--- Information provided ---

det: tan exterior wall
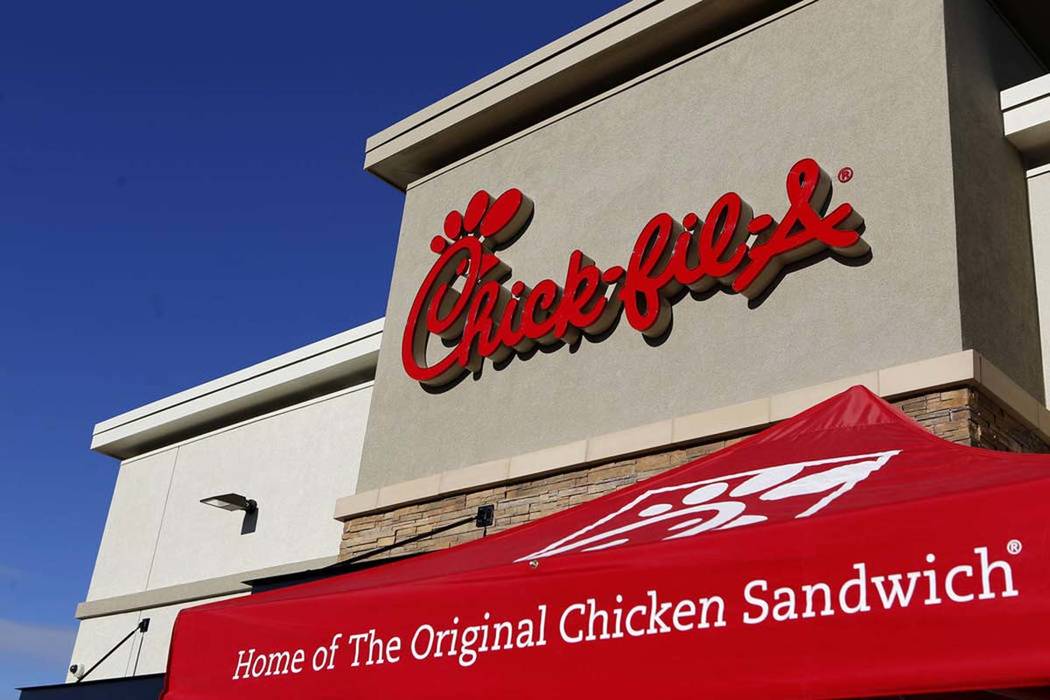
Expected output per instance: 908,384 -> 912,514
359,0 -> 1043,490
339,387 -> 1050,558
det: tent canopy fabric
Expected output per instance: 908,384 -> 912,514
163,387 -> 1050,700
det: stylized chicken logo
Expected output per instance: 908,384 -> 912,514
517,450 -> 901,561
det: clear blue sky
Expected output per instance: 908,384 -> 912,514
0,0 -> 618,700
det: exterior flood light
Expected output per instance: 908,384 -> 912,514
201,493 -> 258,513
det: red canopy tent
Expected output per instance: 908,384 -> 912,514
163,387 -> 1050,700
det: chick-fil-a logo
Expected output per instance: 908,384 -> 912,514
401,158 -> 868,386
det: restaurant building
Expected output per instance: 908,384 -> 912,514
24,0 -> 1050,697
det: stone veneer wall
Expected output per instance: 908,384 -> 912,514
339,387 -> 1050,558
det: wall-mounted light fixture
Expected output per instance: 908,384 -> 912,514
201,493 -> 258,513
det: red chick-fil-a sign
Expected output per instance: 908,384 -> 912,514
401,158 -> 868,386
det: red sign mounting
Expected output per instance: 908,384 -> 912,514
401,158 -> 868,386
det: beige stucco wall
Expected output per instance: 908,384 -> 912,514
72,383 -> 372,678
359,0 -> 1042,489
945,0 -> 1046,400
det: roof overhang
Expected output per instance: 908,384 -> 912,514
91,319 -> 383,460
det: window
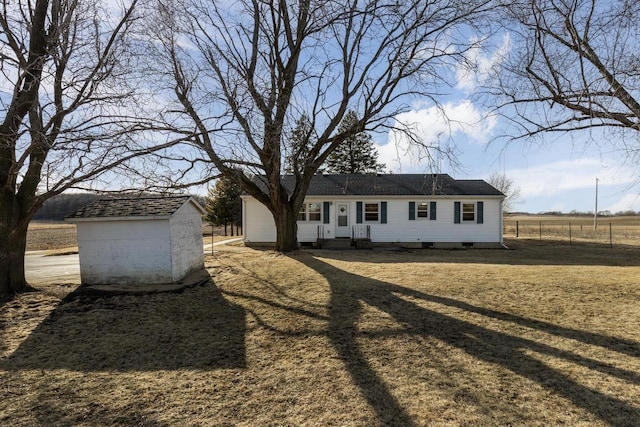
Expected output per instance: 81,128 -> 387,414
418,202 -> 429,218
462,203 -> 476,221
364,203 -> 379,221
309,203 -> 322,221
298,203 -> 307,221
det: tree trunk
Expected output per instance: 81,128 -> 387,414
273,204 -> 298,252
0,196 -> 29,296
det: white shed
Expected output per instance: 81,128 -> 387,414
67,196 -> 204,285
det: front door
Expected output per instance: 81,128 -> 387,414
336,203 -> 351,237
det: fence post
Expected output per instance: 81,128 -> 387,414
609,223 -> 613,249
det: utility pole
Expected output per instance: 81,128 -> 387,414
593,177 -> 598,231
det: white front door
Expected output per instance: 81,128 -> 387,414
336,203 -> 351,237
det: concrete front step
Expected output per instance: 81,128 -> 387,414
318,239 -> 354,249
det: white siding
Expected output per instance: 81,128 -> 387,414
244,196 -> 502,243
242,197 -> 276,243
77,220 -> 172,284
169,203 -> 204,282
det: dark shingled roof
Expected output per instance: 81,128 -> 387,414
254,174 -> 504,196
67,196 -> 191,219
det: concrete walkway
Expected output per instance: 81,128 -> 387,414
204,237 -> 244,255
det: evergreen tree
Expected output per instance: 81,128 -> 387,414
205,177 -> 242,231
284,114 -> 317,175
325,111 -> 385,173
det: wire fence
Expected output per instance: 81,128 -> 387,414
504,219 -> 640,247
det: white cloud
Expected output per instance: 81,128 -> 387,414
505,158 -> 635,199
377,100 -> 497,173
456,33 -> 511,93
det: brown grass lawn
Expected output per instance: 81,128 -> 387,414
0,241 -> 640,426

---
--- Information provided ---

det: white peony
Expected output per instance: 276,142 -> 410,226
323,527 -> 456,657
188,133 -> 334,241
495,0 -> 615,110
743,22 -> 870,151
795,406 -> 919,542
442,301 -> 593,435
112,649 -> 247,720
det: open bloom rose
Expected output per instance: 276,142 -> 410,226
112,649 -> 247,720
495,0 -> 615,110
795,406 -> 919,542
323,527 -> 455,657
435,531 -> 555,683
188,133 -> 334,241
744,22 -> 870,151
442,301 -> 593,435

---
--- Information provided ---

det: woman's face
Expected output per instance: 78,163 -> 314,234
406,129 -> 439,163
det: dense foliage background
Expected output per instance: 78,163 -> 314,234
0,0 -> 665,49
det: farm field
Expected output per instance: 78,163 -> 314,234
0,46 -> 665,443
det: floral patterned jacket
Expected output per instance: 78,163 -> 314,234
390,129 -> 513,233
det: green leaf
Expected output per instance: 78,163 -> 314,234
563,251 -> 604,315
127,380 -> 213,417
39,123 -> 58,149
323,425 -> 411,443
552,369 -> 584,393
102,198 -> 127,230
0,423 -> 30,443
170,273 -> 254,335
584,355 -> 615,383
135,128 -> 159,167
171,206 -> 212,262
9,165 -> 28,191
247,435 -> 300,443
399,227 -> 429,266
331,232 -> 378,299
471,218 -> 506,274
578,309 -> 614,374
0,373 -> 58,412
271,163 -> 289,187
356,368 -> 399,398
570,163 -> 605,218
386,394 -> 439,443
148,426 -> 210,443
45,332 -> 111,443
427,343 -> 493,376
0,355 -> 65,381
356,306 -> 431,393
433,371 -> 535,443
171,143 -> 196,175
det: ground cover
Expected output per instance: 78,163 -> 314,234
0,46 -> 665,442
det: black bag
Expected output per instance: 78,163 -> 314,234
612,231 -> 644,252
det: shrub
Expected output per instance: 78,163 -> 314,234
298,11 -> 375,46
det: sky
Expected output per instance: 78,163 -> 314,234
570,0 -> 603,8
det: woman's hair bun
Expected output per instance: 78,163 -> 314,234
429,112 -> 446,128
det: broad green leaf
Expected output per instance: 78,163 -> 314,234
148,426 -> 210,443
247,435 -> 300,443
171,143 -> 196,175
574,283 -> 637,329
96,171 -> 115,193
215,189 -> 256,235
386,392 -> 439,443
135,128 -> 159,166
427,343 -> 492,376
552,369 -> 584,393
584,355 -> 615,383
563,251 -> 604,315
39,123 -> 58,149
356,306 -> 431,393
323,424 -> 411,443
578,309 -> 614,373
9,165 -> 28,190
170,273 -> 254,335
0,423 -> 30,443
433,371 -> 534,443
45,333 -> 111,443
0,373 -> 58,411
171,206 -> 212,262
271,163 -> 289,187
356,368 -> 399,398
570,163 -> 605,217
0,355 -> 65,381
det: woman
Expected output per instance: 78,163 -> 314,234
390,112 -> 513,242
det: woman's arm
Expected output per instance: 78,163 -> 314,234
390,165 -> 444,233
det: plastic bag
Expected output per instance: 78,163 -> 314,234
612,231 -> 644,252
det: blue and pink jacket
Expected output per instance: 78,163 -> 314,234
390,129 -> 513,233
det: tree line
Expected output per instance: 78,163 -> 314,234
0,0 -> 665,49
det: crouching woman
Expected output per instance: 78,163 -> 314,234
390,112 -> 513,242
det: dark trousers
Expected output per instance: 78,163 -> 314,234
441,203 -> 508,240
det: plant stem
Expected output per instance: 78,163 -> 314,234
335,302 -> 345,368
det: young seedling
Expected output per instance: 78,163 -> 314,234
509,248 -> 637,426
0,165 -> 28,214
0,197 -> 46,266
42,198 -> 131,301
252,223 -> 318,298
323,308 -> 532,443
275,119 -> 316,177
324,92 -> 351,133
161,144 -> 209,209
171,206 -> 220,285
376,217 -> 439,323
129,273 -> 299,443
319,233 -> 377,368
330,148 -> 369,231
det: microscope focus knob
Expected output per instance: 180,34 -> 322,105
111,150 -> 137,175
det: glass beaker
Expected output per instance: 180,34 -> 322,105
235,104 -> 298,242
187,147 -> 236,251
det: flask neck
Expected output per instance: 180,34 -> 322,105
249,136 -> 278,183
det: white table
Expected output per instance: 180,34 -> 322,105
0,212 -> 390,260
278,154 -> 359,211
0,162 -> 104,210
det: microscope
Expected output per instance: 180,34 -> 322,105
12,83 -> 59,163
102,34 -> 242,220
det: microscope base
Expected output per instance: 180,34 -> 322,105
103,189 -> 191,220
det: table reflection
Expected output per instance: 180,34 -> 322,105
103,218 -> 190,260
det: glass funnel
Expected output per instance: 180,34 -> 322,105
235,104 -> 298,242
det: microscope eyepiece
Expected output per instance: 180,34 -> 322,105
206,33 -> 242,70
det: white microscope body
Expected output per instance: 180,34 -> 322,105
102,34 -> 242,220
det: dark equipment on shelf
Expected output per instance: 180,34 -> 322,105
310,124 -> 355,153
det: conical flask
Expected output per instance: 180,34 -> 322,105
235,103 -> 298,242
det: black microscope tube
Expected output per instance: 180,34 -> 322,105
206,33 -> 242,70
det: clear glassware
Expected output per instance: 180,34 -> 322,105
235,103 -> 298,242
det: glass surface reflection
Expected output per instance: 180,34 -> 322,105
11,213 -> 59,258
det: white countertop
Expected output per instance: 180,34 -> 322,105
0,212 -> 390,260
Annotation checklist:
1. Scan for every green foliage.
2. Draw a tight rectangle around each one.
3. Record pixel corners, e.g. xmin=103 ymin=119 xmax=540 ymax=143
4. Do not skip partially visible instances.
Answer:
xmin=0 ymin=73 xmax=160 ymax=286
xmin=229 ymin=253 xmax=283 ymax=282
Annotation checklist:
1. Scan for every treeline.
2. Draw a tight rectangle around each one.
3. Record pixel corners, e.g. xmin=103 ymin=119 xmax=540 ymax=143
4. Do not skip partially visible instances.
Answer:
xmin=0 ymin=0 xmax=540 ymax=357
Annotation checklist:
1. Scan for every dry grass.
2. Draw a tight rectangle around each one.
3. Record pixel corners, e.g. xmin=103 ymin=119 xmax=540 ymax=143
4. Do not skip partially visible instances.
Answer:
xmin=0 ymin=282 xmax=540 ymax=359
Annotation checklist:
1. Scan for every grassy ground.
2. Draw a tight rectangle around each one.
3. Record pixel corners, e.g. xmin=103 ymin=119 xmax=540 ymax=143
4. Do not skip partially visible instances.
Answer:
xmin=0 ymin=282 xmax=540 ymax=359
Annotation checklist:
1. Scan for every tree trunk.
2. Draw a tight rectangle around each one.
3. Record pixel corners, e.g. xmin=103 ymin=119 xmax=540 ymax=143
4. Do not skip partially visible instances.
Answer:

---

Render the records from the line with "det: red canopy tent" up to and including the line with "318,239 -> 354,249" as a Markdown table with the columns Row and Record line, omitting blank lines. Leave the pictures out of the table.

| Row | Record line |
|---|---|
| 1 | det: red canopy tent |
| 2 | Expected output per instance: 908,384 -> 912,514 |
| 3 | 163,387 -> 1050,700 |
| 4 | det: chick-fil-a logo |
| 5 | Expected output per instance: 908,384 -> 912,514 |
| 6 | 401,158 -> 868,386 |
| 7 | det: restaurant building |
| 8 | Expected output per instance: 908,384 -> 912,514 |
| 9 | 24,0 -> 1050,697 |
| 10 | det: stone veneer wall |
| 11 | Expected output per instance: 908,384 -> 912,514 |
| 12 | 339,387 -> 1050,558 |
| 13 | det: wall-mounted light fixture |
| 14 | Expected output per instance: 908,384 -> 912,514 |
| 15 | 201,493 -> 258,513 |
| 16 | det: red chick-fil-a sign |
| 17 | Expected output per instance: 908,384 -> 912,514 |
| 18 | 401,158 -> 868,386 |
| 19 | det: red sign mounting |
| 20 | Expected output per instance: 908,384 -> 912,514 |
| 21 | 401,158 -> 868,386 |
| 22 | det: beige stucco wall |
| 23 | Expected output per instance: 908,384 -> 912,514 |
| 24 | 72,383 -> 372,678 |
| 25 | 359,0 -> 1042,489 |
| 26 | 945,0 -> 1046,400 |
| 27 | det: roof overhang |
| 28 | Expected output per instance: 908,384 -> 912,514 |
| 29 | 91,319 -> 383,460 |
| 30 | det: window |
| 31 | Expected output per instance: 81,128 -> 387,414 |
| 32 | 418,202 -> 429,218 |
| 33 | 462,203 -> 476,221 |
| 34 | 364,203 -> 379,221 |
| 35 | 309,203 -> 322,221 |
| 36 | 298,203 -> 307,221 |
| 37 | det: tree trunk |
| 38 | Expected output per instance: 81,128 -> 387,414 |
| 39 | 273,204 -> 298,252 |
| 40 | 0,196 -> 29,296 |
| 41 | det: white shed |
| 42 | Expected output per instance: 81,128 -> 387,414 |
| 43 | 67,196 -> 204,285 |
| 44 | det: front door |
| 45 | Expected output per instance: 81,128 -> 387,414 |
| 46 | 336,203 -> 351,237 |
| 47 | det: fence post |
| 48 | Expected output per instance: 81,128 -> 387,414 |
| 49 | 609,223 -> 613,249 |
| 50 | det: utility pole |
| 51 | Expected output per instance: 81,128 -> 387,414 |
| 52 | 593,177 -> 598,231 |
| 53 | det: white front door |
| 54 | Expected output per instance: 81,128 -> 387,414 |
| 55 | 336,203 -> 351,237 |
| 56 | det: concrete front step |
| 57 | Expected output per instance: 81,128 -> 387,414 |
| 58 | 318,239 -> 354,249 |